## Text
---------------
Trax

Trax — Deep Learning with Clear Code and Speed

Generate Convert Improve

Install / Use

/learn @google/Trax

About this skill

Quality Score

0/100

README

Trax — Deep Learning with Clear Code and Speed

train tracks

Trax is an end-to-end library for deep learning that focuses on clear code and speed. It is actively used and maintained in the Google Brain team. This notebook (run it in colab) shows how to use Trax and where you can find more information.

Run a pre-trained Transformer: create a translator in a few lines of code
Features and resources: API docs, where to talk to us, how to open an issue and more
Walkthrough: how Trax works, how to make new models and train on your own data

We welcome contributions to Trax! We welcome PRs with code for new models and layers as well as improvements to our code and documentation. We especially love notebooks that explain how models work and show how to use them to solve problems!

Here are a few example notebooks:-

trax.data API explained : Explains some of the major functions in the trax.data API
Named Entity Recognition using Reformer : Uses a Kaggle dataset for implementing Named Entity Recognition using the Reformer architecture.
Deep N-Gram models : Implementation of deep n-gram models trained on Shakespeares works

General Setup

Execute the following cell (once) before running any of the code samples.
---------------
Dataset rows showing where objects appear
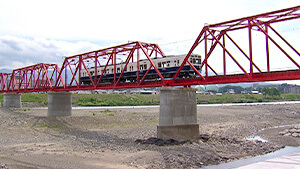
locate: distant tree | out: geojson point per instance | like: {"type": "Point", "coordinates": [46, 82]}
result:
{"type": "Point", "coordinates": [270, 91]}
{"type": "Point", "coordinates": [237, 89]}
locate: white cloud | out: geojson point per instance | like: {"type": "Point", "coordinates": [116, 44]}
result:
{"type": "Point", "coordinates": [18, 52]}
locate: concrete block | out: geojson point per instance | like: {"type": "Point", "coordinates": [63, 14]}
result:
{"type": "Point", "coordinates": [178, 114]}
{"type": "Point", "coordinates": [59, 104]}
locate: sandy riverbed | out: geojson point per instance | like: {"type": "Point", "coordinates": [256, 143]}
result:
{"type": "Point", "coordinates": [105, 138]}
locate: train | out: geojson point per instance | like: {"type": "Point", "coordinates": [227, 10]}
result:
{"type": "Point", "coordinates": [167, 65]}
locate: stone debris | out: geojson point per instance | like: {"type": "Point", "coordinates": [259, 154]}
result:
{"type": "Point", "coordinates": [293, 131]}
{"type": "Point", "coordinates": [3, 166]}
{"type": "Point", "coordinates": [161, 142]}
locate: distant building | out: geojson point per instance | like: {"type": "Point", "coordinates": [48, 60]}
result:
{"type": "Point", "coordinates": [230, 91]}
{"type": "Point", "coordinates": [292, 89]}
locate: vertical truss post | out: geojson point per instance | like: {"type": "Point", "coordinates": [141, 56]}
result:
{"type": "Point", "coordinates": [224, 55]}
{"type": "Point", "coordinates": [138, 65]}
{"type": "Point", "coordinates": [205, 50]}
{"type": "Point", "coordinates": [267, 47]}
{"type": "Point", "coordinates": [96, 71]}
{"type": "Point", "coordinates": [250, 47]}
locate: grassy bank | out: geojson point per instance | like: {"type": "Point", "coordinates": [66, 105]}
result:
{"type": "Point", "coordinates": [135, 100]}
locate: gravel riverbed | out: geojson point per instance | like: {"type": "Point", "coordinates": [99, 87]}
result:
{"type": "Point", "coordinates": [126, 138]}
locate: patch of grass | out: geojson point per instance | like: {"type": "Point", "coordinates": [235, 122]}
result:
{"type": "Point", "coordinates": [25, 109]}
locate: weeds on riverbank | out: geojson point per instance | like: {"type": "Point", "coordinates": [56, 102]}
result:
{"type": "Point", "coordinates": [137, 100]}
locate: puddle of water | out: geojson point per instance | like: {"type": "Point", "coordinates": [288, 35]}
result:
{"type": "Point", "coordinates": [256, 138]}
{"type": "Point", "coordinates": [247, 161]}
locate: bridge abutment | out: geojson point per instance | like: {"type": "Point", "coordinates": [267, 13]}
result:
{"type": "Point", "coordinates": [178, 114]}
{"type": "Point", "coordinates": [59, 104]}
{"type": "Point", "coordinates": [12, 100]}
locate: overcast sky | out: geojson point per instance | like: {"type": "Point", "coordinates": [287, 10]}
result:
{"type": "Point", "coordinates": [35, 31]}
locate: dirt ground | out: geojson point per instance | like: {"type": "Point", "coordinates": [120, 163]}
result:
{"type": "Point", "coordinates": [106, 138]}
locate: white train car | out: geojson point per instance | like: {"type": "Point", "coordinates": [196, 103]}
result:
{"type": "Point", "coordinates": [167, 66]}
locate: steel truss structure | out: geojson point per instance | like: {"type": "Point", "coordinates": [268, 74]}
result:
{"type": "Point", "coordinates": [215, 35]}
{"type": "Point", "coordinates": [36, 78]}
{"type": "Point", "coordinates": [212, 38]}
{"type": "Point", "coordinates": [123, 54]}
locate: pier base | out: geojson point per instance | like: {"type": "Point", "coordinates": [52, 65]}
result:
{"type": "Point", "coordinates": [59, 104]}
{"type": "Point", "coordinates": [12, 100]}
{"type": "Point", "coordinates": [178, 114]}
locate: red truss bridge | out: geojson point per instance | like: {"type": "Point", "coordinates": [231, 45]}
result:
{"type": "Point", "coordinates": [248, 49]}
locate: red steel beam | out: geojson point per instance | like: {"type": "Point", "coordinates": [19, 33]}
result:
{"type": "Point", "coordinates": [48, 77]}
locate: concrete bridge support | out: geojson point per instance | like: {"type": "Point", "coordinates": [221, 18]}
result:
{"type": "Point", "coordinates": [178, 114]}
{"type": "Point", "coordinates": [12, 100]}
{"type": "Point", "coordinates": [59, 104]}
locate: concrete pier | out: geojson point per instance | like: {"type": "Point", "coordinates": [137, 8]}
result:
{"type": "Point", "coordinates": [178, 114]}
{"type": "Point", "coordinates": [59, 104]}
{"type": "Point", "coordinates": [12, 100]}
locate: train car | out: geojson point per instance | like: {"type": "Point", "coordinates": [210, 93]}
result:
{"type": "Point", "coordinates": [167, 65]}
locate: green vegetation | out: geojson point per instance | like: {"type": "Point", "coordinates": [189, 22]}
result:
{"type": "Point", "coordinates": [136, 100]}
{"type": "Point", "coordinates": [114, 100]}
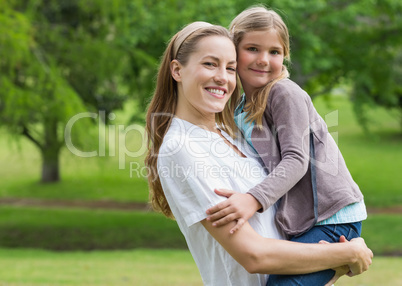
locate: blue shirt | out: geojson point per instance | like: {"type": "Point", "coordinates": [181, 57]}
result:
{"type": "Point", "coordinates": [351, 213]}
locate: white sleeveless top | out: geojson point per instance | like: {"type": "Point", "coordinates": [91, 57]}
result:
{"type": "Point", "coordinates": [193, 162]}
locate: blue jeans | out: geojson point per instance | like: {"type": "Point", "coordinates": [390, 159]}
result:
{"type": "Point", "coordinates": [330, 233]}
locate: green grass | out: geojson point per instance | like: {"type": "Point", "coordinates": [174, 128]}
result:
{"type": "Point", "coordinates": [83, 229]}
{"type": "Point", "coordinates": [374, 159]}
{"type": "Point", "coordinates": [140, 267]}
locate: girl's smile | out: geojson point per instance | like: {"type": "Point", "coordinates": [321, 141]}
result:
{"type": "Point", "coordinates": [260, 59]}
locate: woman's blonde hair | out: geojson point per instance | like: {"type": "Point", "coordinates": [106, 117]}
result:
{"type": "Point", "coordinates": [259, 18]}
{"type": "Point", "coordinates": [163, 104]}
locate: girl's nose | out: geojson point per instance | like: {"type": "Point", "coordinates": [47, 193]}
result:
{"type": "Point", "coordinates": [221, 76]}
{"type": "Point", "coordinates": [263, 60]}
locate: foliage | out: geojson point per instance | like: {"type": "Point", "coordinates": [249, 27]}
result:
{"type": "Point", "coordinates": [61, 58]}
{"type": "Point", "coordinates": [356, 42]}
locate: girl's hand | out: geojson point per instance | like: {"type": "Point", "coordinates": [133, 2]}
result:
{"type": "Point", "coordinates": [339, 271]}
{"type": "Point", "coordinates": [238, 207]}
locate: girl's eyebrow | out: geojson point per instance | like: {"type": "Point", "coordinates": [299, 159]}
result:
{"type": "Point", "coordinates": [258, 45]}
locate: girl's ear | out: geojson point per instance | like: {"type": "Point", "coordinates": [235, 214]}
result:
{"type": "Point", "coordinates": [175, 70]}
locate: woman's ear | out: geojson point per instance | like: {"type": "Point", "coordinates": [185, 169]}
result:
{"type": "Point", "coordinates": [175, 70]}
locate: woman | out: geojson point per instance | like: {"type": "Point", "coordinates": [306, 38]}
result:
{"type": "Point", "coordinates": [325, 206]}
{"type": "Point", "coordinates": [190, 154]}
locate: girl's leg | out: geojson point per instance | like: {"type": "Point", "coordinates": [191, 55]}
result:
{"type": "Point", "coordinates": [330, 233]}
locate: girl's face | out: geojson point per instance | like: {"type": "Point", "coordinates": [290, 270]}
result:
{"type": "Point", "coordinates": [260, 59]}
{"type": "Point", "coordinates": [208, 79]}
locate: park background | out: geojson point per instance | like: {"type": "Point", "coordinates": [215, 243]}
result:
{"type": "Point", "coordinates": [75, 79]}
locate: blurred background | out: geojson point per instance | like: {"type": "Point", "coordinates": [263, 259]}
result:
{"type": "Point", "coordinates": [75, 80]}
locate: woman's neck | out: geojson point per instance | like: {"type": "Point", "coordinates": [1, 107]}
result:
{"type": "Point", "coordinates": [205, 121]}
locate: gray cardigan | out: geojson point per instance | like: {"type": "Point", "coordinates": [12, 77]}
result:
{"type": "Point", "coordinates": [284, 145]}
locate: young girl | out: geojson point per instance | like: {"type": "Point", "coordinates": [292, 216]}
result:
{"type": "Point", "coordinates": [190, 152]}
{"type": "Point", "coordinates": [308, 178]}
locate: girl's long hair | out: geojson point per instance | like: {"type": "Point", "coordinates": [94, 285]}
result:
{"type": "Point", "coordinates": [163, 106]}
{"type": "Point", "coordinates": [259, 18]}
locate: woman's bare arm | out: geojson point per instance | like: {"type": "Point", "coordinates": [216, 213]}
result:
{"type": "Point", "coordinates": [271, 256]}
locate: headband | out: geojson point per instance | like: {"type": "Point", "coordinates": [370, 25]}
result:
{"type": "Point", "coordinates": [185, 32]}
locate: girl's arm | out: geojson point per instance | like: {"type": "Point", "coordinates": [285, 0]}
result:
{"type": "Point", "coordinates": [263, 255]}
{"type": "Point", "coordinates": [288, 110]}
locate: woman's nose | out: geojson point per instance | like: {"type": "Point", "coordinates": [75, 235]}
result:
{"type": "Point", "coordinates": [221, 76]}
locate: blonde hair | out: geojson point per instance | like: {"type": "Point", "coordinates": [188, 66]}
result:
{"type": "Point", "coordinates": [163, 104]}
{"type": "Point", "coordinates": [259, 18]}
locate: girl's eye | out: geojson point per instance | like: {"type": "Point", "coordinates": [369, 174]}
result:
{"type": "Point", "coordinates": [252, 49]}
{"type": "Point", "coordinates": [209, 64]}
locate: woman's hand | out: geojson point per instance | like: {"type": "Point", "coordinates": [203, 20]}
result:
{"type": "Point", "coordinates": [238, 207]}
{"type": "Point", "coordinates": [339, 271]}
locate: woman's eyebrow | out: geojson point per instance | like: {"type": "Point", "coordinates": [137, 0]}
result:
{"type": "Point", "coordinates": [217, 59]}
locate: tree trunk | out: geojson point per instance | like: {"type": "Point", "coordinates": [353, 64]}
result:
{"type": "Point", "coordinates": [50, 166]}
{"type": "Point", "coordinates": [50, 153]}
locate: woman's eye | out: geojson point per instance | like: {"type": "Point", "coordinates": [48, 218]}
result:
{"type": "Point", "coordinates": [252, 49]}
{"type": "Point", "coordinates": [209, 64]}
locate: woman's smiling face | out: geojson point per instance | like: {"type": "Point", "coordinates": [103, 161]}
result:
{"type": "Point", "coordinates": [260, 59]}
{"type": "Point", "coordinates": [208, 79]}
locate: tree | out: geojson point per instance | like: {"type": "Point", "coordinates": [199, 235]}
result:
{"type": "Point", "coordinates": [352, 41]}
{"type": "Point", "coordinates": [57, 58]}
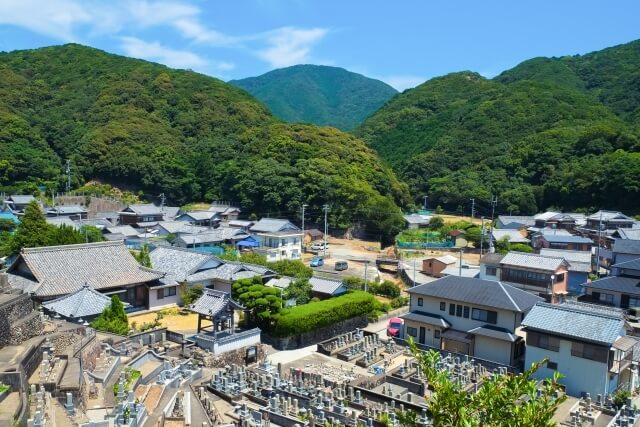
---------------
## Problems to work on
a) Answer these questions using the Trax page:
(i) Which team actively uses and maintains Trax?
(ii) Where does the dataset in the Named Entity Recognition notebook come from?
(iii) Which architecture does that notebook use?
b) List every example notebook named on the Trax page.
c) Continue writing the Trax page, starting right after its last sentence.

## Outputs for the tasks
a)
(i) The Google Brain team
(ii) Kaggle
(iii) The Reformer architecture

b)
- trax.data API explained
- Named Entity Recognition using Reformer
- Deep N-Gram models

c)
import os
import numpy as np

!pip install -q -U trax
import trax

1. Run a pre-trained Transformer

Here is how you create an English-German translator in a few lines of code:

create a Transformer model in Trax with trax.models.Transformer
initialize it from a file with pre-trained weights with model.init_from_file
tokenize your input sentence to input into the model with trax.data.tokenize
decode from the Transformer with trax.supervised.decoding.autoregressive_sample
de-tokenize the decoded result to get the translation with trax.data.detokenize

# Create a Transformer model.
# Pre-trained model config in gs://trax-ml/models/translation/ende_wmt32k.gin
model = trax.models.Transformer(
    input_vocab_size=33300,
    d_model=512, d_ff=2048,
    n_heads=8, n_encoder_layers=6, n_decoder_layers=6,
    max_len=2048, mode='predict')

# Initialize using pre-trained weights.
model.init_from_file('gs://trax-ml/models/translation/ende_wmt32k.pkl.gz',
                     weights_only=True)

# Tokenize a sentence.
sentence = 'It is nice to learn new things today!'
tokenized = list(trax.data.tokenize(iter([sentence]),  # Operates on streams.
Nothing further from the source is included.